#### [What to do]
Reproduce word for word the part of the state income tax text that begins at "Every person who" and stops after "income tax purposes.".

Over 40 states impose personal income taxes, although there are some notable exceptions, such as Florida and Texas. The majority of the states that impose personal income taxes use a progressive (graduated) tax model. This means that the tax rate varies depending on the amount of taxable income. By contrast, a smaller group of states use a flat tax model. This means that the tax is a fixed percentage of taxable income, regardless of the amount.
Click on a state below to learn more about key aspects of the laws on personal income taxes there, such as the tax model, the tax rates, and the definition of residency for tax purposes.
- Alabama
- Alaska
- Arizona
- Arkansas
- California
- Colorado
- Connecticut
- Delaware
- Florida
- Georgia
- Hawaii
- Idaho
- Illinois
- Indiana
- Iowa
- Kansas
- Kentucky
- Louisiana
- Maine
- Maryland
- Massachusetts
- Michigan
- Minnesota
- Mississippi
- Missouri
- Montana
- Nebraska
- Nevada
- New Hampshire
- New Jersey
- New Mexico
- New York
- North Carolina
- North Dakota
- Ohio
- Oklahoma
- Oregon
- Pennsylvania
- Rhode Island
- South Carolina
- South Dakota
- Tennessee
- Texas
- Utah
- Vermont
- Virginia
- Washington
- Washington, D.C.
- West Virginia
- Wisconsin
- Wyoming
Alabama Income Tax Laws
- Income tax collected: Yes
- Tax model: Progressive tax
- Applicable laws: Code of Alabama Section 40-18-1 et seq.
Alabama collects income tax from every individual residing in Alabama and every non-resident individual receiving income from property owned or business transacted in Alabama. Section 40-18-5 describes how the tax is calculated. Section 40-18-21 describes the credit based on paying income taxes to another state.
Every person who is domiciled in Alabama, or who maintains a permanent place of abode in the state or spends in the aggregate more than seven months of the income year in the state, is presumed to be residing in the state for income tax purposes.
Alaska Income Tax Laws
- Income tax collected: No
- Tax model: N/A
- Applicable laws: N/A
Alaska does not have an individual income tax.
Arizona Income Tax Laws
- Income tax collected: Yes
- Tax model: Flat tax
- Applicable laws: Arizona Revised Statutes Section 43-1001 et seq.
In 2023, Arizona adopted a flat income tax rate of 2.5 percent. Arizona collects taxes on the taxable income of every resident of the state and on the taxable income of every non-resident that is derived from sources within the state. Section 43-1071 provides the rules for getting a credit based on income taxes paid to other states.

#### [Raw records]
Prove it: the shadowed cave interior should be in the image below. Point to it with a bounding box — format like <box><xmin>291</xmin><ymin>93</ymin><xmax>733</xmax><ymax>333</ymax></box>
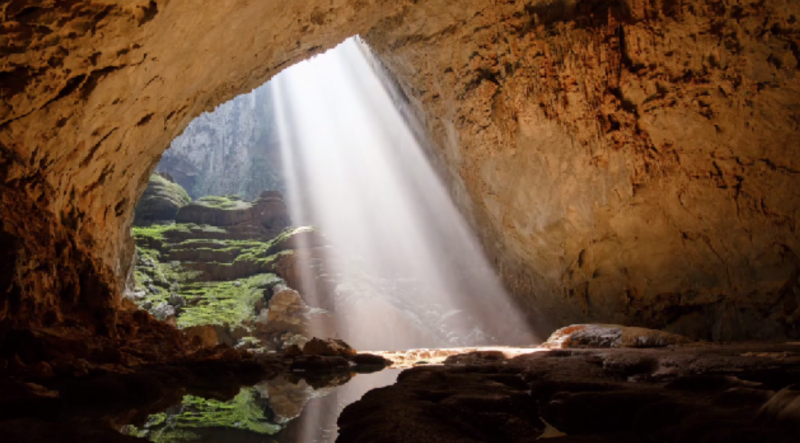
<box><xmin>0</xmin><ymin>0</ymin><xmax>800</xmax><ymax>443</ymax></box>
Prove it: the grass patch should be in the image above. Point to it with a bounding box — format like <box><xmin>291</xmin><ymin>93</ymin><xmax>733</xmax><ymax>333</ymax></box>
<box><xmin>122</xmin><ymin>388</ymin><xmax>282</xmax><ymax>443</ymax></box>
<box><xmin>173</xmin><ymin>274</ymin><xmax>280</xmax><ymax>328</ymax></box>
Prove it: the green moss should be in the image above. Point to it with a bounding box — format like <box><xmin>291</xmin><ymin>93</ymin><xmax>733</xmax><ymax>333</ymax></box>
<box><xmin>195</xmin><ymin>195</ymin><xmax>251</xmax><ymax>210</ymax></box>
<box><xmin>178</xmin><ymin>274</ymin><xmax>278</xmax><ymax>328</ymax></box>
<box><xmin>122</xmin><ymin>388</ymin><xmax>282</xmax><ymax>443</ymax></box>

#### [Result]
Every person who is domiciled in Alabama, or who maintains a permanent place of abode in the state or spends in the aggregate more than seven months of the income year in the state, is presumed to be residing in the state for income tax purposes.